DATA RECORDS =>
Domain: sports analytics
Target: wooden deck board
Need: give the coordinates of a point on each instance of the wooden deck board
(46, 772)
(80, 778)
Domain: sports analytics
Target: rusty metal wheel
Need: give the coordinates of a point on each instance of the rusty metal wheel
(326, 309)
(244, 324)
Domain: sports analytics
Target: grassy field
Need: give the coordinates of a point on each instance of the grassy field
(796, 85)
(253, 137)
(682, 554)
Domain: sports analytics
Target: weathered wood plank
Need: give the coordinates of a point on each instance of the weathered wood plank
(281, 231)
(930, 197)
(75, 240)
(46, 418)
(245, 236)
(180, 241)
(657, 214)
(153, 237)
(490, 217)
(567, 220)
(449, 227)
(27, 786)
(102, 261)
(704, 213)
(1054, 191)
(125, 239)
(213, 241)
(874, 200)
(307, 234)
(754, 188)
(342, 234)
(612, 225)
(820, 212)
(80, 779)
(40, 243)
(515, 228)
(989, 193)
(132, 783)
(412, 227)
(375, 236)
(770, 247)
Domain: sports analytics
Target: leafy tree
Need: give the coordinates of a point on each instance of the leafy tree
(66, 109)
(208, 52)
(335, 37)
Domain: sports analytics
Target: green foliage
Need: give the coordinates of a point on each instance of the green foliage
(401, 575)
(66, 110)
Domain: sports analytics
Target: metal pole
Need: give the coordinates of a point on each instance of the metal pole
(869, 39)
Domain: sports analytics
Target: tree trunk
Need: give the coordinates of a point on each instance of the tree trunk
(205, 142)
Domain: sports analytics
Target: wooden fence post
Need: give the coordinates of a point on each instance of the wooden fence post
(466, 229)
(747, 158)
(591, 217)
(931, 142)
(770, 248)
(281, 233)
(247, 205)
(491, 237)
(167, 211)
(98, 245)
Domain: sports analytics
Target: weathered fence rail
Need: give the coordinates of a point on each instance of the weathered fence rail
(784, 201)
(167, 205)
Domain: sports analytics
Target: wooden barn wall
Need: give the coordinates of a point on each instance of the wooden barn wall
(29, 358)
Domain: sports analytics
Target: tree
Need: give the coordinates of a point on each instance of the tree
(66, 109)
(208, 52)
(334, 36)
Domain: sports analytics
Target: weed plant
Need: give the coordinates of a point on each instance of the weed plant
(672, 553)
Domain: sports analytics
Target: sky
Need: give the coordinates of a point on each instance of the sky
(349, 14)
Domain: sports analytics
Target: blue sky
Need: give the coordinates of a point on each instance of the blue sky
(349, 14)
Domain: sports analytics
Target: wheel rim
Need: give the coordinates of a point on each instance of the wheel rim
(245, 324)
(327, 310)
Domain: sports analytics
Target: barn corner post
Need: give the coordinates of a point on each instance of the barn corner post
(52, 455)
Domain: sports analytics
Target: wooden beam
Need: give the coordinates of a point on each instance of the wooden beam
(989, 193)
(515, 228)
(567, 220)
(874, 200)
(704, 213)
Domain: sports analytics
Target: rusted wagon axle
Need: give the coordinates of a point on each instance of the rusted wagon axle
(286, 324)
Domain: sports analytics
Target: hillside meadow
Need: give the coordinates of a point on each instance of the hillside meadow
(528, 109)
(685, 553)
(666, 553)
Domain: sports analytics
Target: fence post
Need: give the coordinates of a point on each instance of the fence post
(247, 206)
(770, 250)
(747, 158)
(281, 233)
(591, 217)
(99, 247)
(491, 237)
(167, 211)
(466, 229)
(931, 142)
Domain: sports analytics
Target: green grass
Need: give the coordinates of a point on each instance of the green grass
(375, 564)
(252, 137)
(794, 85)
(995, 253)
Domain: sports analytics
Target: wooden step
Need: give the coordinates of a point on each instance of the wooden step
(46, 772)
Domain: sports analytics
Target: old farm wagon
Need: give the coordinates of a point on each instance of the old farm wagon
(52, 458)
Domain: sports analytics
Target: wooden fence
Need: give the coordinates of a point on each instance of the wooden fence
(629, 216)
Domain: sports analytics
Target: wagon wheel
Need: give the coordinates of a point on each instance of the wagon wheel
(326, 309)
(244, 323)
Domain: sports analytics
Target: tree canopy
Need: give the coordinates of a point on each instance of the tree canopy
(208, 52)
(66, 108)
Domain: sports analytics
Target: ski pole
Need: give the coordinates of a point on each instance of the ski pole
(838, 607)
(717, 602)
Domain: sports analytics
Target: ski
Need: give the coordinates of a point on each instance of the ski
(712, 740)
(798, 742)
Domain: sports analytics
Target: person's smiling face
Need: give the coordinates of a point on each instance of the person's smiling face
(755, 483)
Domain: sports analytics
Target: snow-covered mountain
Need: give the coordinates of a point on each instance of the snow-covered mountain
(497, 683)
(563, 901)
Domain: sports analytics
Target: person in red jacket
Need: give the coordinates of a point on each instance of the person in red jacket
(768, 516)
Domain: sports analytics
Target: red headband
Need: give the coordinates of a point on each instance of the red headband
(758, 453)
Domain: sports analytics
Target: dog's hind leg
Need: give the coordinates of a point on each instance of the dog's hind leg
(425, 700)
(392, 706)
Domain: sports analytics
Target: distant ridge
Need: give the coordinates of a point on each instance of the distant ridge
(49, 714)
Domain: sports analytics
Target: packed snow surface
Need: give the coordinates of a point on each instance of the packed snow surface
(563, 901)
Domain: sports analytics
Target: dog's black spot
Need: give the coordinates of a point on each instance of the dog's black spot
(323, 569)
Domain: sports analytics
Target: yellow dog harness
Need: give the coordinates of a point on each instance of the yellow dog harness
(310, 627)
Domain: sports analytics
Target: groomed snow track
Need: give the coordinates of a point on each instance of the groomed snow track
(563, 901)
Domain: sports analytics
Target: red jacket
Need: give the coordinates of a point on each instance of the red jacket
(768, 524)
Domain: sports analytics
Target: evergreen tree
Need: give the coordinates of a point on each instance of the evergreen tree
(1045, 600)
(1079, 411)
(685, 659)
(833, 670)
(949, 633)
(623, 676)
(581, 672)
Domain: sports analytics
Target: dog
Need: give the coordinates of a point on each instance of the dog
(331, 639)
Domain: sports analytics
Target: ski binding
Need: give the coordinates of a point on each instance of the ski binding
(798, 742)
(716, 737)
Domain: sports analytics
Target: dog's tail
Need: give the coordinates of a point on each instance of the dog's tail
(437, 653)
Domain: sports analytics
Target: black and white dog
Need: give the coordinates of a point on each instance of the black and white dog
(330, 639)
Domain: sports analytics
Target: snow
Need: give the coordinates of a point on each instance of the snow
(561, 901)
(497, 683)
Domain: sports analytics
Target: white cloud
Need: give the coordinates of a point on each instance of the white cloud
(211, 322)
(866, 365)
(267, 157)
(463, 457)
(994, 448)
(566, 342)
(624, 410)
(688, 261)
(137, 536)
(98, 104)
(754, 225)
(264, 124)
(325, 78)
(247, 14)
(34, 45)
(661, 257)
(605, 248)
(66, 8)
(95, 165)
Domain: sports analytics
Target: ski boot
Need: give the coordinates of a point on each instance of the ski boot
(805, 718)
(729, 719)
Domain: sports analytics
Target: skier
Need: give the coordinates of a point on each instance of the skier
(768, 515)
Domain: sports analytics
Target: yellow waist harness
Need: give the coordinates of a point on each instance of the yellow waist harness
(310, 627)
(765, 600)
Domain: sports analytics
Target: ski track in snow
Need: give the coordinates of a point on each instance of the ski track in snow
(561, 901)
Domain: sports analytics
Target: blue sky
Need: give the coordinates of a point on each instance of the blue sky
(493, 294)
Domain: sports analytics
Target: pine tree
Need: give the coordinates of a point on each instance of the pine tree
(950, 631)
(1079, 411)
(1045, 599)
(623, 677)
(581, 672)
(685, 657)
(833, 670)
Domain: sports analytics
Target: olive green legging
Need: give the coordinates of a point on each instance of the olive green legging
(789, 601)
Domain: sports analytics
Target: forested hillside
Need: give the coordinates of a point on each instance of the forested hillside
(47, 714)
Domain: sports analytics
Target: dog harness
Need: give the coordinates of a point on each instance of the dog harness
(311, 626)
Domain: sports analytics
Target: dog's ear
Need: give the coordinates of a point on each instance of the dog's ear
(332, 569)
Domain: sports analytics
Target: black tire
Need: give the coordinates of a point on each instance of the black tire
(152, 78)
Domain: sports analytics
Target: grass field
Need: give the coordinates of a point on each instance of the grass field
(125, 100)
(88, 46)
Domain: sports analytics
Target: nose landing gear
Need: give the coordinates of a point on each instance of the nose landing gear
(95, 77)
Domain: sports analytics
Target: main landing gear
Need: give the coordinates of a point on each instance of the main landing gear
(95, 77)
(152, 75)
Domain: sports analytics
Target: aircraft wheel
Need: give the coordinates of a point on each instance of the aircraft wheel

EXERCISE DESCRIPTION => Please report how many lines of the records above contain the word "olive". Give only the number.

RESPONSE TO THIS TASK => 2